Task description: Would you show every line from the records that holds "pocket"?

Given records:
<<<<
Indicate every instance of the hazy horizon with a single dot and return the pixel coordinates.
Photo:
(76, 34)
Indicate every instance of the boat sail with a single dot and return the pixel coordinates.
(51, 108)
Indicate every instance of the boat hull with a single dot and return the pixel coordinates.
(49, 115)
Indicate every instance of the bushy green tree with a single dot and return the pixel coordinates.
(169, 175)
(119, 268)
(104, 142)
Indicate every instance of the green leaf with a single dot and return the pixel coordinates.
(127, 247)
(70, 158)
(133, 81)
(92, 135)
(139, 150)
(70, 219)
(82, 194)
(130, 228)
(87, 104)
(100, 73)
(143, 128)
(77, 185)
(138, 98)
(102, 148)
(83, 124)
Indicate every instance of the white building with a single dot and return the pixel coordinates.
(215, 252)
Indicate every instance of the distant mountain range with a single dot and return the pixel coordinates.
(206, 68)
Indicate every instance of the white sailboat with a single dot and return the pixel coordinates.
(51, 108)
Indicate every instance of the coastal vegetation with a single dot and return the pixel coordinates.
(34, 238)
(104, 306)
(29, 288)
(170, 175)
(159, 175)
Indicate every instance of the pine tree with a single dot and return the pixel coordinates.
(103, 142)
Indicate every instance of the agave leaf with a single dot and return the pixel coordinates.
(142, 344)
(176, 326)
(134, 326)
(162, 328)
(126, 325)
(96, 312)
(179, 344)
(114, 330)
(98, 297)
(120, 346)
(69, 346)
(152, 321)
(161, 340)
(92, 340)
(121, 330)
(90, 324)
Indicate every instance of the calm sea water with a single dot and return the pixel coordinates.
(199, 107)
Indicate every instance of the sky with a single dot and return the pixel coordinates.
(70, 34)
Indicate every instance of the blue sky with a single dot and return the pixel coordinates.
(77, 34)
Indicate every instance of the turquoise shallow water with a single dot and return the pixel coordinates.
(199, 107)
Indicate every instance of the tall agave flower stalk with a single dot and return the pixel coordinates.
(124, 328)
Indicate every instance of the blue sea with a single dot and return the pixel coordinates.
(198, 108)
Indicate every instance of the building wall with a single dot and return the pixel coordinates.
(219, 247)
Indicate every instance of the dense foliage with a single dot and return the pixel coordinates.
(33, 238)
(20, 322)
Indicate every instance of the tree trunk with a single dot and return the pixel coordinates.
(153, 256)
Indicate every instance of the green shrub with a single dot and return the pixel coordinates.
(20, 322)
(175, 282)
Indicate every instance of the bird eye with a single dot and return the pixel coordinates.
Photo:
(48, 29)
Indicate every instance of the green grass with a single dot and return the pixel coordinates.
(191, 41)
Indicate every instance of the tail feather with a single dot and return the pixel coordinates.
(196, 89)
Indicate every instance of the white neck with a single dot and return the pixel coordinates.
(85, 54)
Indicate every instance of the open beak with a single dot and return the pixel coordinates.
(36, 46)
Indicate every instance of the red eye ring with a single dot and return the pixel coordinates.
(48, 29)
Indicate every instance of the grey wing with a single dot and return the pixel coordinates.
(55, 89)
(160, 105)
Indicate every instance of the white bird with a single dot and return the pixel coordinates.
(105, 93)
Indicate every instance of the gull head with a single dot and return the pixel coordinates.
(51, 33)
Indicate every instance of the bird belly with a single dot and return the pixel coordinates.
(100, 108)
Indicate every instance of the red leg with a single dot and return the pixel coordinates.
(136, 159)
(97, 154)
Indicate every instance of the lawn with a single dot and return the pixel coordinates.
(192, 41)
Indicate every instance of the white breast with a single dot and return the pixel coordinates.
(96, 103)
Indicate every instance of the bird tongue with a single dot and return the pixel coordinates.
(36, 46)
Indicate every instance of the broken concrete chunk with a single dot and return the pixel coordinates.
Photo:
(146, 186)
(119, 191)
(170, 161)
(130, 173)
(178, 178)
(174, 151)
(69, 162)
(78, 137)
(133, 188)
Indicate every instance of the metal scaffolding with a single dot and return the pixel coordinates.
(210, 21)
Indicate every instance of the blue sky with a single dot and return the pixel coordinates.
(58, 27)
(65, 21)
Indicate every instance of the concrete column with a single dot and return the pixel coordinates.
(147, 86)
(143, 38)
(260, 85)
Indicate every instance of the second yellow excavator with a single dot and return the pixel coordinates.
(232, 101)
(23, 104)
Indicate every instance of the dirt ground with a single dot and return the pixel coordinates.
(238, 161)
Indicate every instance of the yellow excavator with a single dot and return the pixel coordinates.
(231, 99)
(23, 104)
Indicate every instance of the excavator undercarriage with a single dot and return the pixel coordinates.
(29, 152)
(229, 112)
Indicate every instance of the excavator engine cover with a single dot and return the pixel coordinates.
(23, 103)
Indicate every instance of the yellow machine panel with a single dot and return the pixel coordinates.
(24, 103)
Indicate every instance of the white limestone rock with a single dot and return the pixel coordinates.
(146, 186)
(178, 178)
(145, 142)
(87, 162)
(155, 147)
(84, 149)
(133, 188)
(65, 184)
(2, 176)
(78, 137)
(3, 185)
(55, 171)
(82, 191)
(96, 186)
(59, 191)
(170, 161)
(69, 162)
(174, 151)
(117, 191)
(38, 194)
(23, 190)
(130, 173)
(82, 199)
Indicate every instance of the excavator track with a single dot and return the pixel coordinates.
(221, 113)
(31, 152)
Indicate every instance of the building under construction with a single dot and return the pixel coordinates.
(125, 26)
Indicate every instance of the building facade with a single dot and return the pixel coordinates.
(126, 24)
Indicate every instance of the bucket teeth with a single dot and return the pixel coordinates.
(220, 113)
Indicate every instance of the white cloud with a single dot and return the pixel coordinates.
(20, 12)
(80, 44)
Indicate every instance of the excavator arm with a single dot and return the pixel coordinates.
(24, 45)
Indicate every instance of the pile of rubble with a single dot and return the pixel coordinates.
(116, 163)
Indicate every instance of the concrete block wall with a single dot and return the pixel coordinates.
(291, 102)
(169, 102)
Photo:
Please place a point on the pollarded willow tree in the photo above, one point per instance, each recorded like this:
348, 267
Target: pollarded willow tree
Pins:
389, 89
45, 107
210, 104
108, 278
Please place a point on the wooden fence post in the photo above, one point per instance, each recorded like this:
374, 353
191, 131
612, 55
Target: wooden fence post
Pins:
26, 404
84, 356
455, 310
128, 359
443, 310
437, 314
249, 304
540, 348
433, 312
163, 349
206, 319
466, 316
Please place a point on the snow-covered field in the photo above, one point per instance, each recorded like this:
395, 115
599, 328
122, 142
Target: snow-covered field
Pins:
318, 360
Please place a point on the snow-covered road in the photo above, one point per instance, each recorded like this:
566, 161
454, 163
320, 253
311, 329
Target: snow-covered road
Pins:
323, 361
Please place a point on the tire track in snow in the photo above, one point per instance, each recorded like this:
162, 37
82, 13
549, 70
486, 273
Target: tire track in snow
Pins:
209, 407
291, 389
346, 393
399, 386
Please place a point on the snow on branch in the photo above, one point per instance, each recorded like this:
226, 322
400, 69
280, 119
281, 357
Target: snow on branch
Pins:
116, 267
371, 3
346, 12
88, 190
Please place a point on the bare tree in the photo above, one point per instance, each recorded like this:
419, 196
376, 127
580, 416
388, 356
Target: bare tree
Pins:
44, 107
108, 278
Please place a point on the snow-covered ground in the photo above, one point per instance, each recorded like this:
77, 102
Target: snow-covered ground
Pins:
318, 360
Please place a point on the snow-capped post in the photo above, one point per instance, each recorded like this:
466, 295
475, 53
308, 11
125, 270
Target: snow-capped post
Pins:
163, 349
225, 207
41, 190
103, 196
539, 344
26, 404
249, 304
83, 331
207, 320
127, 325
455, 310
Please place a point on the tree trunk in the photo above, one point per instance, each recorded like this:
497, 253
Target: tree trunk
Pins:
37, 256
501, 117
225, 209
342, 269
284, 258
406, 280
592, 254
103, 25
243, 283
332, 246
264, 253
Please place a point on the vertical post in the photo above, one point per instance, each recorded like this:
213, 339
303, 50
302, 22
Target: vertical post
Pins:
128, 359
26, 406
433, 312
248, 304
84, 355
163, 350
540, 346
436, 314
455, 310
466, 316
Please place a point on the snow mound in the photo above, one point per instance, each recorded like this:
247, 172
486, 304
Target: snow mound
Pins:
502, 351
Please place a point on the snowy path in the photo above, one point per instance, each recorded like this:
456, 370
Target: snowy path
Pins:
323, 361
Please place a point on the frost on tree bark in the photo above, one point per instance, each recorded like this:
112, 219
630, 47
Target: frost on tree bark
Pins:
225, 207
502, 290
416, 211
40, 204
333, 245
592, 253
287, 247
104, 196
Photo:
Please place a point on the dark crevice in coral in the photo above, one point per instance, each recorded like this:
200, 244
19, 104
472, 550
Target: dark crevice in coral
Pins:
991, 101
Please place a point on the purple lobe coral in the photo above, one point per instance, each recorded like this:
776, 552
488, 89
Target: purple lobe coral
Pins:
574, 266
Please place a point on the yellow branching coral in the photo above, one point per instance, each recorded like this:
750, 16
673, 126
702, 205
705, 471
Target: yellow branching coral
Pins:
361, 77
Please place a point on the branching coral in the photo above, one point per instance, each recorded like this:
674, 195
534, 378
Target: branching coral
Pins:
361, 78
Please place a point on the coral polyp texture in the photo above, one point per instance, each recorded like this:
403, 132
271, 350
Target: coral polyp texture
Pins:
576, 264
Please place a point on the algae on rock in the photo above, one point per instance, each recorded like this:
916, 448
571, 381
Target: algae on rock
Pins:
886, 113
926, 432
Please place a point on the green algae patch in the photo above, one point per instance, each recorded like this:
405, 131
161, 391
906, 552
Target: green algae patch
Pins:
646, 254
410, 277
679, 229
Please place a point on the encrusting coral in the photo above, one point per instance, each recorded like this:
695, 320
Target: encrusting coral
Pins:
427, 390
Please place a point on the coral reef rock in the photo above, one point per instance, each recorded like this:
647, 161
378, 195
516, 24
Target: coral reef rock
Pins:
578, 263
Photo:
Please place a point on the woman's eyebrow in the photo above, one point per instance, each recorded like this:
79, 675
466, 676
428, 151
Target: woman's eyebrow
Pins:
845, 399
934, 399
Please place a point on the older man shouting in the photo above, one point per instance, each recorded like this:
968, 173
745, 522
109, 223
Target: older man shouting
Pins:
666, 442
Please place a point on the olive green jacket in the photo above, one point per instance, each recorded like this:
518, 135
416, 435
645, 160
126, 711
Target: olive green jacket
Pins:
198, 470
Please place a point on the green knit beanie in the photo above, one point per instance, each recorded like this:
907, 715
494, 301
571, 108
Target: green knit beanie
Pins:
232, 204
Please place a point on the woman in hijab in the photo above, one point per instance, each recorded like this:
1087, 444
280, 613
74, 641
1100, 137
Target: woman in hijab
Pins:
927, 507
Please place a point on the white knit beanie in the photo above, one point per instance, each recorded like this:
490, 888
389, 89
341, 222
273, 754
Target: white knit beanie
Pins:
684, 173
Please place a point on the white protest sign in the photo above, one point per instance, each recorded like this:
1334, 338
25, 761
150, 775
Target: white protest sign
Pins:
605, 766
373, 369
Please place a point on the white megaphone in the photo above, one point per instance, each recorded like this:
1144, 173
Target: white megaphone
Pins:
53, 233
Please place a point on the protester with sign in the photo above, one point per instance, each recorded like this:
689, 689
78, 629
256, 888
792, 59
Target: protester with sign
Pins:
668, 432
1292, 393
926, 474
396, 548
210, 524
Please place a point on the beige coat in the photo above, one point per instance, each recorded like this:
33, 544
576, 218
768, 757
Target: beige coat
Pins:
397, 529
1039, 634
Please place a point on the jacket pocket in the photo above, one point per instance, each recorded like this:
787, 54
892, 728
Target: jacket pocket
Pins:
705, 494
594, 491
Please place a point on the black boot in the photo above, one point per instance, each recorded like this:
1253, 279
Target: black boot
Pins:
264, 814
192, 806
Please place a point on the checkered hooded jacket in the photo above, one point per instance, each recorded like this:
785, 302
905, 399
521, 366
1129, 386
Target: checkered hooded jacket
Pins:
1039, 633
>>>>
Answer section:
Please place a point on the jacket pocket in the photo above, one point per instance, each recorded like this:
Target: jacket pocket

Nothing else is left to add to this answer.